_Exercise brief:_
Write out the data word for word and omit every picture.

_The data:_

»»

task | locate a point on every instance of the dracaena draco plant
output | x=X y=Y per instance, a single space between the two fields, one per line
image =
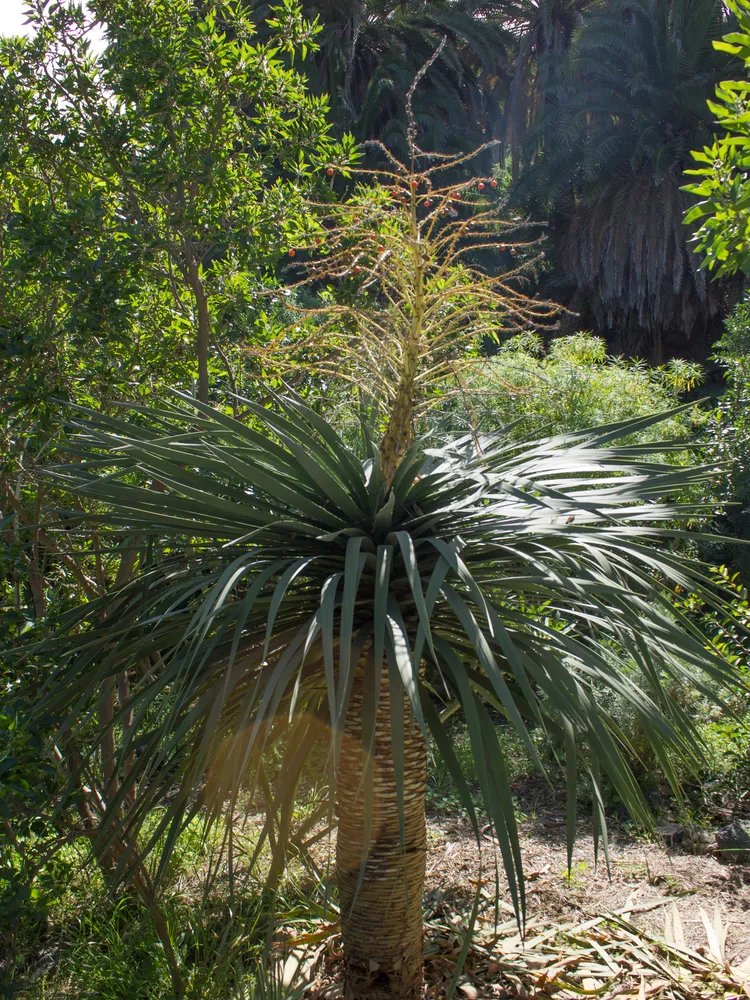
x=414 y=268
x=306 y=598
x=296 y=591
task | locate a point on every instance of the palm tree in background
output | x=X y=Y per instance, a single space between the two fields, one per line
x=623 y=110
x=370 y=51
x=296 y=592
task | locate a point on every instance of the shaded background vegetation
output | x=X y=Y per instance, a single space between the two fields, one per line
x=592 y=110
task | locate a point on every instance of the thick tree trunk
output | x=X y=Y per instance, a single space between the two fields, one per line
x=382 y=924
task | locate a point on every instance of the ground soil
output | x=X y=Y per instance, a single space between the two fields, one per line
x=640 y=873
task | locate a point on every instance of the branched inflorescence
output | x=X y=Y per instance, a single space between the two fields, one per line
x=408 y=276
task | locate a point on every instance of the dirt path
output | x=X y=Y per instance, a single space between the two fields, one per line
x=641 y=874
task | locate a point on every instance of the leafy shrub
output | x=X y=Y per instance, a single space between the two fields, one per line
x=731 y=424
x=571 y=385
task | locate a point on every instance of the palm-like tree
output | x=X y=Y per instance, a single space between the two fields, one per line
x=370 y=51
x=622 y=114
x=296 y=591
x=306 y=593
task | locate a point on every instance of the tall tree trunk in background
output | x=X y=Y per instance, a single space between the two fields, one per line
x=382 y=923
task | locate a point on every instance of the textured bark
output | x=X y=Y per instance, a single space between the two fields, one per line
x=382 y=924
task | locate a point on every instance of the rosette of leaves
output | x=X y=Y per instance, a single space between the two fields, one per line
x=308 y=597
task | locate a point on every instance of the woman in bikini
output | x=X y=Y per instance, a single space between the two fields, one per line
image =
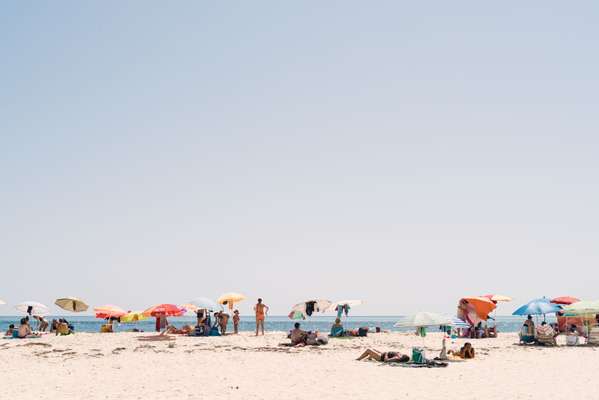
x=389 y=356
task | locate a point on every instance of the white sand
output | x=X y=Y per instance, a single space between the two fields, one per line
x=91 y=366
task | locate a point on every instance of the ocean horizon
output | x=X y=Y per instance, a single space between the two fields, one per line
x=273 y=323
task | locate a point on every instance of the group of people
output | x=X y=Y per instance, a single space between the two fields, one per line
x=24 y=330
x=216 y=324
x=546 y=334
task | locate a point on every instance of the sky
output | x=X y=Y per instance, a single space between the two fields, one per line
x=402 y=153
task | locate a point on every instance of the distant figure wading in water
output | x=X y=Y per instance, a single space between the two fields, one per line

««

_Result for this task:_
task | locate a point on every instance of the dracaena draco plant
output | x=X y=Y per instance, a single space between the two fields, one per line
image =
x=414 y=268
x=306 y=598
x=296 y=591
task | locate a point on every instance of the palm tree in background
output | x=X y=Y per instance, a single space between the two fields, one per line
x=623 y=110
x=370 y=51
x=296 y=592
task | locate a point on every instance of the shaded background vegetation
output | x=X y=Y per instance, a single space between the two fields, one per line
x=592 y=110
task | locate a point on every instance of the thick tree trunk
output | x=X y=Y per instance, a single space between the two fields, one per line
x=382 y=924
task | locate a point on every instance of the ground soil
output | x=X y=Y per instance, a single space between the two fields, one per line
x=640 y=873
task | locate a point on every instance of the branched inflorescence
output | x=X y=Y per instance, a single space between the two fields, one per line
x=408 y=276
task | locate a point on every instance of the dirt path
output | x=X y=Y per instance, a single space between the two fields, one per line
x=641 y=874
task | locate a point on every instance of the leafy shrub
output | x=X y=Y per instance, a single space between the two fields, one per line
x=731 y=424
x=571 y=385
task | locate a point on every instance of the palm-like tree
output | x=X y=Y per instance, a single space between the two fields, one per line
x=370 y=51
x=622 y=114
x=296 y=591
x=306 y=593
task | locate a point on every instance of the tall tree trunk in background
output | x=X y=Y per instance, a single space between the two fields, one per line
x=382 y=923
task | locate a point on every instance of the textured bark
output | x=X y=Y per instance, a single space between the two fields, one per line
x=382 y=924
task | locate a point on every instance of the rosette of leaves
output | x=X y=Y per instance, a single space between the two fields, one per line
x=308 y=597
task | locate a point on every instance of the woman in bikini
output | x=X y=Y per instance, a single space between the two fields, one per line
image =
x=389 y=356
task | locate a point on every instance of the white sand
output | x=X y=Y per instance, a single space between the two fields, one per line
x=91 y=366
task | locate a point on every instance of the ocean horizon
output | x=X y=Y per instance, a single space between the two fields, one per line
x=273 y=323
task | locate a point on every instance of the group of people
output | x=X y=Y per instance, a single space between the two fields, one per line
x=24 y=330
x=216 y=324
x=546 y=334
task | locate a point on every instance of the sky
output | x=X y=Y per instance, a single space between the two fields, one per line
x=402 y=153
task | locate a point on every instance of the distant figure wading in water
output | x=X y=Y per instance, a single space between the two fields, one per line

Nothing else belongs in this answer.